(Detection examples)
★ ★ ★ ★ ★ ★ ★
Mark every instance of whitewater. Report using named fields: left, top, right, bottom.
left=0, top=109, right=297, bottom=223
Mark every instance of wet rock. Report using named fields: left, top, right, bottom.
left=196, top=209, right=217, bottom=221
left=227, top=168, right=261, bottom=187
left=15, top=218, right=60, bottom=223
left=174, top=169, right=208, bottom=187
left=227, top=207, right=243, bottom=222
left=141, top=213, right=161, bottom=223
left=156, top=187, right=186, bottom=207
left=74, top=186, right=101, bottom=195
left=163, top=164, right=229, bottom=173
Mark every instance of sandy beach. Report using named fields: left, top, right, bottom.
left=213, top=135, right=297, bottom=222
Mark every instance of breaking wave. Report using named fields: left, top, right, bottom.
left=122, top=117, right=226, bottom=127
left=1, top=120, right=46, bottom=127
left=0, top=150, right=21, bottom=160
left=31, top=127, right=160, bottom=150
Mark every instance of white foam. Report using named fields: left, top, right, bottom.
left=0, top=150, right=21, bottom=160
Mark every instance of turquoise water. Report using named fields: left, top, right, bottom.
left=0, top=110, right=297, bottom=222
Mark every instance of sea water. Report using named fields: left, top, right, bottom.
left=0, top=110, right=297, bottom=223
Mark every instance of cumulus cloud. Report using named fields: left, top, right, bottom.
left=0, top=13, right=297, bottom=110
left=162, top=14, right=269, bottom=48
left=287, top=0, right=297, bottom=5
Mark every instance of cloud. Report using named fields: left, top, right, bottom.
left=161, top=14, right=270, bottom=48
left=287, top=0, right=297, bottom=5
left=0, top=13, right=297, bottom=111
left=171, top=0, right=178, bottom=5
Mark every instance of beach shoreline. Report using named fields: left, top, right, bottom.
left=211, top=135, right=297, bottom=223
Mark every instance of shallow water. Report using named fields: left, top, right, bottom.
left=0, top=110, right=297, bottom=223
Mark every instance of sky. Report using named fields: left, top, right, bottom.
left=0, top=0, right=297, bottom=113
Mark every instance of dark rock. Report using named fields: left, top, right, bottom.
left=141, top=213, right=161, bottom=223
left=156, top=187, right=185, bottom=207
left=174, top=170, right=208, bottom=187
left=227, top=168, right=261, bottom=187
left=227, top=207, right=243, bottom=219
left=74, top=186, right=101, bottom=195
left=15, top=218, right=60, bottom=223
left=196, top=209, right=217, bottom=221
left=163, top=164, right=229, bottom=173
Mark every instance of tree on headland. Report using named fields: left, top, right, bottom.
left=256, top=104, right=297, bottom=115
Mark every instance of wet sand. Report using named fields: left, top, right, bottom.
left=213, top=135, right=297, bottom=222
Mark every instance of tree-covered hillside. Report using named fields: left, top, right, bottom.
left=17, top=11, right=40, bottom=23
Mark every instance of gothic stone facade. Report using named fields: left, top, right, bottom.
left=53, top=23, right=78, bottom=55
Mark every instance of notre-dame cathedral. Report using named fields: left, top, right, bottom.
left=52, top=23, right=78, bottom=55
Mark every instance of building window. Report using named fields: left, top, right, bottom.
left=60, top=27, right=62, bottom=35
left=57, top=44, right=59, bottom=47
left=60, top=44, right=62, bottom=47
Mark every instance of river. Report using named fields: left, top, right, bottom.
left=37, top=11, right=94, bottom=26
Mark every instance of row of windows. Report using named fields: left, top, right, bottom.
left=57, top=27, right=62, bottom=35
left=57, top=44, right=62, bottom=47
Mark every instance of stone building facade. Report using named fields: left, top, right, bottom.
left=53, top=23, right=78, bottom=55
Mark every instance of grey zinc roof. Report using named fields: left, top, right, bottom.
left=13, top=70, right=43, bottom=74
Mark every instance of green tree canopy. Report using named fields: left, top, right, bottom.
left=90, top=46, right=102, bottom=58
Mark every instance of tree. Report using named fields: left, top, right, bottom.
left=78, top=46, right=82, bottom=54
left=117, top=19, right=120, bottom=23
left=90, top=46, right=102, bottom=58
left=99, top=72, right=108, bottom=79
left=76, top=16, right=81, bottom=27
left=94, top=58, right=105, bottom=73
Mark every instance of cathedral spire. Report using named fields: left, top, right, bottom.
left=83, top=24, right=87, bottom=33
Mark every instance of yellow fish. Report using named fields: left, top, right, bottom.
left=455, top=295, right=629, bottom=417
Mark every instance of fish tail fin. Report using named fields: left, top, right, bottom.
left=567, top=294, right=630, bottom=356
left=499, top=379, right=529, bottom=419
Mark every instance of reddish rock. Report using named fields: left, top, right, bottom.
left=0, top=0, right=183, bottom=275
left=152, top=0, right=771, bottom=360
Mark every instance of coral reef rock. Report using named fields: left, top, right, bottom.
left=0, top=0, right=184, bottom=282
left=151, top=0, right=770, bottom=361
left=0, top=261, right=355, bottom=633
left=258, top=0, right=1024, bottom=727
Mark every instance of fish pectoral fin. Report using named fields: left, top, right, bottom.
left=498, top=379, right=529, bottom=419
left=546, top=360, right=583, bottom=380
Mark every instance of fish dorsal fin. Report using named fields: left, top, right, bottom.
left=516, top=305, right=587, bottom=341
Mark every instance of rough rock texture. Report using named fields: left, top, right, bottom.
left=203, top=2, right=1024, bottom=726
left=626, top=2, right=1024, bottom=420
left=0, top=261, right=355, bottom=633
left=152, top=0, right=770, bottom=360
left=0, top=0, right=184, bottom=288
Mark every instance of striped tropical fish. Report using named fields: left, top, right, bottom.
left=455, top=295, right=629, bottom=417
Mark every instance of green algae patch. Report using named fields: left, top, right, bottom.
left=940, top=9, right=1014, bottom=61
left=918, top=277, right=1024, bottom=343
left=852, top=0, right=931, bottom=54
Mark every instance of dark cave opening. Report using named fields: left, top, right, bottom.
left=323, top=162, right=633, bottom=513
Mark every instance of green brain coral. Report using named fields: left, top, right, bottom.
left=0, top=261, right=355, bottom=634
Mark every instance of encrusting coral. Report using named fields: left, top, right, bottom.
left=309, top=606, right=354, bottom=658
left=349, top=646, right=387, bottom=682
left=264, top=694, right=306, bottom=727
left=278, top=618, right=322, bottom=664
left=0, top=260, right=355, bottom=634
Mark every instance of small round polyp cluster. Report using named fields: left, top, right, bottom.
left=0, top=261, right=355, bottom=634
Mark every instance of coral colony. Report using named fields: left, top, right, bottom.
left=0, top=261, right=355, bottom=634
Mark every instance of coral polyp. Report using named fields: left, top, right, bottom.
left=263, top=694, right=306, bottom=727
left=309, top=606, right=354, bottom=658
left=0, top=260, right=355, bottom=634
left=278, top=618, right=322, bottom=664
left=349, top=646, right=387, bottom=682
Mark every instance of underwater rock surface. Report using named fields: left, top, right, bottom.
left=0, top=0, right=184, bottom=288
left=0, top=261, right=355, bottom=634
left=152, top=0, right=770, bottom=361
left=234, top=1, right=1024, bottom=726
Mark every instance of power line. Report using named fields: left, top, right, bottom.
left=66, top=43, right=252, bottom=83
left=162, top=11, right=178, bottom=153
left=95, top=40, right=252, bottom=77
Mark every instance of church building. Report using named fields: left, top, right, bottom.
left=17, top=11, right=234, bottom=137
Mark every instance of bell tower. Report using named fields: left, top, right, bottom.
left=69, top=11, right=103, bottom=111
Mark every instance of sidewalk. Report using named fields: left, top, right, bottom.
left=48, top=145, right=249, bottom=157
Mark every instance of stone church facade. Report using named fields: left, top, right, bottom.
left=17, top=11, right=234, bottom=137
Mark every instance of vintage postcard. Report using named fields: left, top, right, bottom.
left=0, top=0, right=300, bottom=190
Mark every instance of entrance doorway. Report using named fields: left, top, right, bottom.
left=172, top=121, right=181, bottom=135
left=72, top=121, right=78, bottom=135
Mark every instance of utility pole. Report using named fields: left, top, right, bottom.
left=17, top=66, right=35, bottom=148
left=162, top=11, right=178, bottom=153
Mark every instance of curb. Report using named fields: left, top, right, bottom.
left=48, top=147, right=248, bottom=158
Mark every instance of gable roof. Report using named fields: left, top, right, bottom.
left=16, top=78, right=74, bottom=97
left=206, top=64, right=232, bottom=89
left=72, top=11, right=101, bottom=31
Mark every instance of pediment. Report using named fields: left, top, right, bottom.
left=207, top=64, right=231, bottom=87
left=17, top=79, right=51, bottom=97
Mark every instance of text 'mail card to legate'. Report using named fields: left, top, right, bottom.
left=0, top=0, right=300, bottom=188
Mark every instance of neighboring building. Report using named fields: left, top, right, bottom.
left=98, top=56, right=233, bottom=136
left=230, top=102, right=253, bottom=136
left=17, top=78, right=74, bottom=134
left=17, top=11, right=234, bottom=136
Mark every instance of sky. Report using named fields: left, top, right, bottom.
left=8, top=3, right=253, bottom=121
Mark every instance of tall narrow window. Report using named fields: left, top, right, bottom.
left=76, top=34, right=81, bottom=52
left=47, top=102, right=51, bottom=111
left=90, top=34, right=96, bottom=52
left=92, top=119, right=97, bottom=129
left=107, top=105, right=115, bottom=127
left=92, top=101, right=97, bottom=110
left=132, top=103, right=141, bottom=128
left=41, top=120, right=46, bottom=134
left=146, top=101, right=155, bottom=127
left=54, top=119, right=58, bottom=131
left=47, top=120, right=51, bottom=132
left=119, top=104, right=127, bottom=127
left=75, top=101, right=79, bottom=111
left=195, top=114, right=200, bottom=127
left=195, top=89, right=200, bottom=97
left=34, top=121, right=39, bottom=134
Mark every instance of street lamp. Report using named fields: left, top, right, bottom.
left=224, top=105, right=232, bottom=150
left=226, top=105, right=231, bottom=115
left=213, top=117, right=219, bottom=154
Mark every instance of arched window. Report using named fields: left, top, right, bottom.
★ ★ ★ ★ ★ ★ ★
=== Directions for this task ===
Update the stretch of the records above from the start through the line containing "left=0, top=0, right=297, bottom=113": replace "whitewater" with "white water" and leave everything else unchanged.

=== Task response ===
Mark every instance of white water. Report using named fields: left, top, right, bottom.
left=0, top=109, right=297, bottom=223
Mark every instance of wet rock. Report using named fields: left, top, right, bottom.
left=196, top=209, right=217, bottom=221
left=227, top=168, right=261, bottom=187
left=15, top=218, right=60, bottom=223
left=174, top=169, right=208, bottom=187
left=227, top=207, right=243, bottom=222
left=141, top=213, right=161, bottom=223
left=156, top=187, right=186, bottom=207
left=74, top=186, right=101, bottom=195
left=163, top=164, right=229, bottom=173
Mark every instance of sandy beach. Report using named fields: left, top, right, bottom.
left=213, top=135, right=297, bottom=222
Mark every instance of breaking wave. Report using named fields: left, top, right, bottom.
left=122, top=117, right=226, bottom=127
left=1, top=120, right=46, bottom=127
left=0, top=150, right=21, bottom=160
left=31, top=127, right=160, bottom=150
Mark every instance of white foam. Report using named fields: left, top, right, bottom.
left=0, top=150, right=21, bottom=160
Mark every instance of turquoise water. Report using named fields: left, top, right, bottom.
left=0, top=110, right=297, bottom=222
Mark every instance of sea water. Report using named fields: left, top, right, bottom.
left=0, top=110, right=297, bottom=223
Mark every instance of cumulus cloud. Report using named fields: left, top, right, bottom.
left=0, top=13, right=297, bottom=110
left=162, top=14, right=269, bottom=48
left=287, top=0, right=297, bottom=5
Mark every instance of cloud. Report using named fields: left, top, right, bottom.
left=161, top=14, right=270, bottom=48
left=287, top=0, right=297, bottom=5
left=0, top=13, right=297, bottom=111
left=171, top=0, right=178, bottom=5
Mark every instance of beach shoreline. Report using named fields: left, top, right, bottom.
left=211, top=135, right=297, bottom=223
Mark every instance of shallow water. Report using named fields: left, top, right, bottom.
left=0, top=110, right=297, bottom=223
Mark every instance of sky. Report using named fields: left, top, right, bottom.
left=0, top=0, right=297, bottom=113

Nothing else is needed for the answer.